* Start INFORMATION SHOWN *

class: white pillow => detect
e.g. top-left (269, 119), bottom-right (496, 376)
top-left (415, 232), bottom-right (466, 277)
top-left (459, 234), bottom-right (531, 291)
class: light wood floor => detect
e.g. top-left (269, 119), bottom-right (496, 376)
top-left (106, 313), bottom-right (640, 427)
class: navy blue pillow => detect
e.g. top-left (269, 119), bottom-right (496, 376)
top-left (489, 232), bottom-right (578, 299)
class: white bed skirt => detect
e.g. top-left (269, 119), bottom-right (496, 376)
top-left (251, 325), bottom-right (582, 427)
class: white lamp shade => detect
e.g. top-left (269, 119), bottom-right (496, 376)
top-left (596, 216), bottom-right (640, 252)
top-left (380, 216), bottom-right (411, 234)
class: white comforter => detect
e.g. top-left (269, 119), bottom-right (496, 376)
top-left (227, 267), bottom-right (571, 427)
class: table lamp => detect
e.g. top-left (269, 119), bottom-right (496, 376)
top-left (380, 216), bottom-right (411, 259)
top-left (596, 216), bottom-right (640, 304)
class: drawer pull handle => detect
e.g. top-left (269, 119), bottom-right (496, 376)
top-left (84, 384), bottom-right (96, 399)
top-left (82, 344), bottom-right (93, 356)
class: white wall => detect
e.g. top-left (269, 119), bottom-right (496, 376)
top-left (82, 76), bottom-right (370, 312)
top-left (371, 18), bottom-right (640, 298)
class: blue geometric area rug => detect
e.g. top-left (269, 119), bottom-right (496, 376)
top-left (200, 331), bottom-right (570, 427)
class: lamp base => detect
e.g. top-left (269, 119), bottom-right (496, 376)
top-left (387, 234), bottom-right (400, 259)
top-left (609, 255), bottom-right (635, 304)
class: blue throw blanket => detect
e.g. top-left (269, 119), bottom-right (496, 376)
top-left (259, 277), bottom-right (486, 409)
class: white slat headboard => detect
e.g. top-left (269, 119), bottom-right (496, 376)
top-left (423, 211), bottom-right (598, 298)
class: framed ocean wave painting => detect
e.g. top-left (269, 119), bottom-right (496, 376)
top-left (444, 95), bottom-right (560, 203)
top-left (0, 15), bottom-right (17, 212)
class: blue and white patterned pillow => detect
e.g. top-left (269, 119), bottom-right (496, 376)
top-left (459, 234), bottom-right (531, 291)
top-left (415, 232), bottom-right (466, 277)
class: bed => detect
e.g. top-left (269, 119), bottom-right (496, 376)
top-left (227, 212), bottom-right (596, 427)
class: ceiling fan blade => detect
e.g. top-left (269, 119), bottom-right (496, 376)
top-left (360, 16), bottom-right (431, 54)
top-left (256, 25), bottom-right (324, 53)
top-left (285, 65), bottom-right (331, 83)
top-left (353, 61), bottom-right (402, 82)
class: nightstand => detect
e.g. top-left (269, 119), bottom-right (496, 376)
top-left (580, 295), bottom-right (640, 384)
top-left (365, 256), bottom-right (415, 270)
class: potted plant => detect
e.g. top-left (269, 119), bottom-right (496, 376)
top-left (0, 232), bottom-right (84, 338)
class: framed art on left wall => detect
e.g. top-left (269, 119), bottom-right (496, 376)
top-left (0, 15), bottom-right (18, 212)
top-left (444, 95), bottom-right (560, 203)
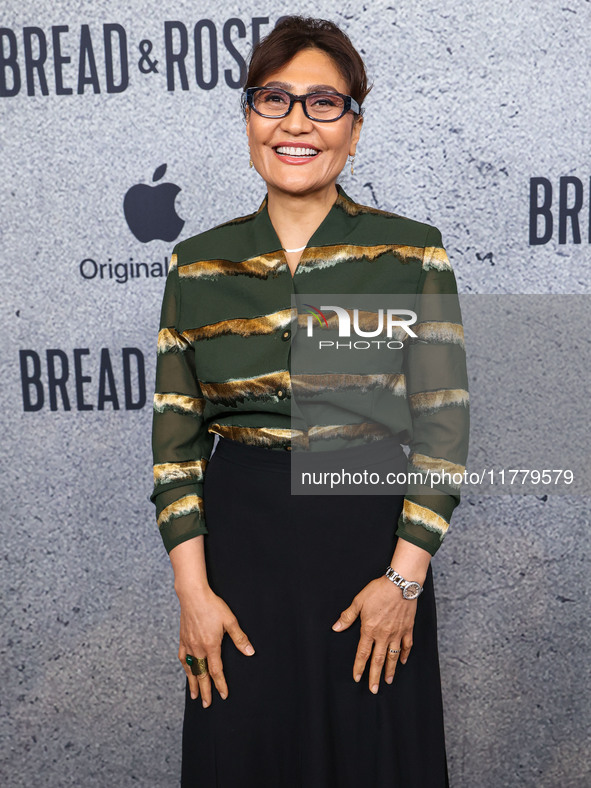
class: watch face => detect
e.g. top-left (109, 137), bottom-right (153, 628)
top-left (402, 580), bottom-right (423, 599)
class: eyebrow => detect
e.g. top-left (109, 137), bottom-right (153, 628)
top-left (262, 80), bottom-right (340, 93)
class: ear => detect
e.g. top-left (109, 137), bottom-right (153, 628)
top-left (349, 115), bottom-right (363, 156)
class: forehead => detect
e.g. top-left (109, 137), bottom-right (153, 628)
top-left (261, 49), bottom-right (348, 93)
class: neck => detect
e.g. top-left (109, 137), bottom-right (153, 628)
top-left (267, 183), bottom-right (338, 249)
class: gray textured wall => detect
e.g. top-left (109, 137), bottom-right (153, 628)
top-left (0, 0), bottom-right (591, 788)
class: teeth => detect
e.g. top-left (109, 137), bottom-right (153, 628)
top-left (276, 146), bottom-right (318, 156)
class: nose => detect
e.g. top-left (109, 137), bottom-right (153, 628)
top-left (281, 101), bottom-right (314, 134)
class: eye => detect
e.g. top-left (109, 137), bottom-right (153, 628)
top-left (256, 90), bottom-right (289, 104)
top-left (308, 93), bottom-right (343, 108)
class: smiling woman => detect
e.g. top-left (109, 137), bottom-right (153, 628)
top-left (152, 16), bottom-right (468, 788)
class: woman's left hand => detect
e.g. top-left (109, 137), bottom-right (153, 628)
top-left (332, 577), bottom-right (418, 694)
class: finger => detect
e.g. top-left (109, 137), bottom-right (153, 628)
top-left (384, 643), bottom-right (402, 684)
top-left (225, 616), bottom-right (254, 657)
top-left (332, 600), bottom-right (359, 630)
top-left (400, 634), bottom-right (412, 665)
top-left (196, 659), bottom-right (211, 709)
top-left (207, 648), bottom-right (228, 700)
top-left (179, 646), bottom-right (205, 700)
top-left (369, 641), bottom-right (388, 695)
top-left (353, 632), bottom-right (373, 681)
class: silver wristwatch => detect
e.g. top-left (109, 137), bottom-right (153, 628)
top-left (386, 564), bottom-right (423, 599)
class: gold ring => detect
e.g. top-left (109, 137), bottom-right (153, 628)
top-left (185, 654), bottom-right (209, 676)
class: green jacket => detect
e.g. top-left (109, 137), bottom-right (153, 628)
top-left (151, 185), bottom-right (469, 555)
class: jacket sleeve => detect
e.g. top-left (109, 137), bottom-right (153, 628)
top-left (396, 227), bottom-right (470, 555)
top-left (150, 245), bottom-right (215, 553)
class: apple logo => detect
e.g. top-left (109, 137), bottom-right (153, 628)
top-left (123, 164), bottom-right (185, 243)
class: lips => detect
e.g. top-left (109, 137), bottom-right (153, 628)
top-left (273, 142), bottom-right (321, 164)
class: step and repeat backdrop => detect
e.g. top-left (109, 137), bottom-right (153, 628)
top-left (0, 0), bottom-right (591, 788)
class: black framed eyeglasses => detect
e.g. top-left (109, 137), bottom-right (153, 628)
top-left (242, 87), bottom-right (361, 123)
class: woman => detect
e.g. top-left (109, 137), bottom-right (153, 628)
top-left (152, 17), bottom-right (468, 788)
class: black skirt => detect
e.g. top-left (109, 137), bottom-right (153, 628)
top-left (181, 438), bottom-right (449, 788)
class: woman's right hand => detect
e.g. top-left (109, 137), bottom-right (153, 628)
top-left (177, 586), bottom-right (255, 707)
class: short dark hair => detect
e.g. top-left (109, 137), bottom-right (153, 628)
top-left (242, 16), bottom-right (373, 121)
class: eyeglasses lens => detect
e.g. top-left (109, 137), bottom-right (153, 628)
top-left (253, 89), bottom-right (345, 120)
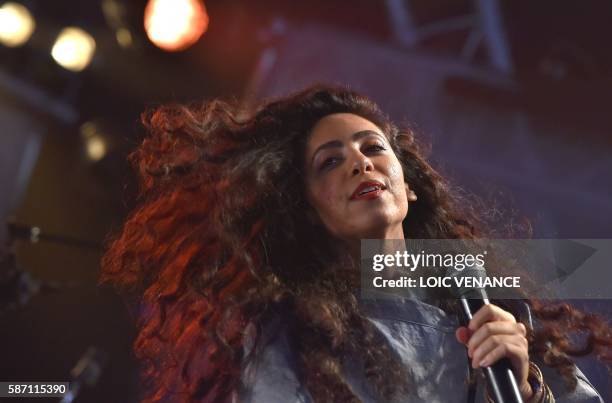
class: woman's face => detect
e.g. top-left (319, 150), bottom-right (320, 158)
top-left (305, 113), bottom-right (416, 246)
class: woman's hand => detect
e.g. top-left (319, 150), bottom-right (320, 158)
top-left (455, 304), bottom-right (533, 401)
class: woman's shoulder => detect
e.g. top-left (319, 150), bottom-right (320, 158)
top-left (240, 313), bottom-right (312, 403)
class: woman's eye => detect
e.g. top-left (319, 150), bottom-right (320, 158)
top-left (319, 157), bottom-right (340, 170)
top-left (366, 144), bottom-right (385, 152)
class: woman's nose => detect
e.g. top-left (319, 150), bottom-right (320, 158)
top-left (352, 155), bottom-right (374, 175)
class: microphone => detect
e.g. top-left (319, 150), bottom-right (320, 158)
top-left (447, 266), bottom-right (523, 403)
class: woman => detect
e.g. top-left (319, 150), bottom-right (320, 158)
top-left (101, 85), bottom-right (612, 403)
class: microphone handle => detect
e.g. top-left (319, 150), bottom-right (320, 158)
top-left (461, 296), bottom-right (523, 403)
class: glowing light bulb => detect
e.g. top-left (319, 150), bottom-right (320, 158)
top-left (145, 0), bottom-right (208, 51)
top-left (51, 27), bottom-right (96, 71)
top-left (0, 2), bottom-right (36, 47)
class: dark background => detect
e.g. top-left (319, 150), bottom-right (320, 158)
top-left (0, 0), bottom-right (612, 402)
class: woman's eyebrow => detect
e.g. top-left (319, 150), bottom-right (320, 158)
top-left (311, 130), bottom-right (383, 165)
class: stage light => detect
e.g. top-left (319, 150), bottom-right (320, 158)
top-left (51, 27), bottom-right (96, 71)
top-left (0, 2), bottom-right (36, 48)
top-left (145, 0), bottom-right (208, 51)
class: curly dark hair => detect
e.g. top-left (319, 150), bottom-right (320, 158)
top-left (100, 84), bottom-right (612, 402)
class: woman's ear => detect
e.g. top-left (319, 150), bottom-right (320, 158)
top-left (405, 183), bottom-right (417, 201)
top-left (306, 209), bottom-right (321, 225)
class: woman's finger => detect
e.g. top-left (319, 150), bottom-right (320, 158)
top-left (468, 304), bottom-right (516, 332)
top-left (472, 335), bottom-right (528, 368)
top-left (467, 320), bottom-right (526, 357)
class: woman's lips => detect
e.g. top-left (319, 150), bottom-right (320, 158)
top-left (350, 180), bottom-right (386, 200)
top-left (351, 188), bottom-right (385, 200)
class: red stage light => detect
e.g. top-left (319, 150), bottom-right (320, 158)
top-left (145, 0), bottom-right (208, 52)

* End INFORMATION SHOWN *

- _TO DO_:
Copy out everything in the records above, from the line containing "class: microphone handle => detect" down to the line containing "top-left (311, 130), bottom-right (383, 165)", both lines included, with no changes.

- _SOLVED EXERCISE_:
class: microphone handle => detect
e.g. top-left (319, 150), bottom-right (320, 158)
top-left (461, 296), bottom-right (523, 403)
class: glowing light bulb => detect
e.g. top-left (319, 150), bottom-right (320, 158)
top-left (145, 0), bottom-right (208, 51)
top-left (51, 27), bottom-right (96, 71)
top-left (0, 2), bottom-right (36, 47)
class: dark background => detect
e.g. top-left (319, 150), bottom-right (320, 158)
top-left (0, 0), bottom-right (612, 402)
class: woman's eyebrow => detect
e.g. top-left (319, 150), bottom-right (320, 158)
top-left (311, 130), bottom-right (383, 165)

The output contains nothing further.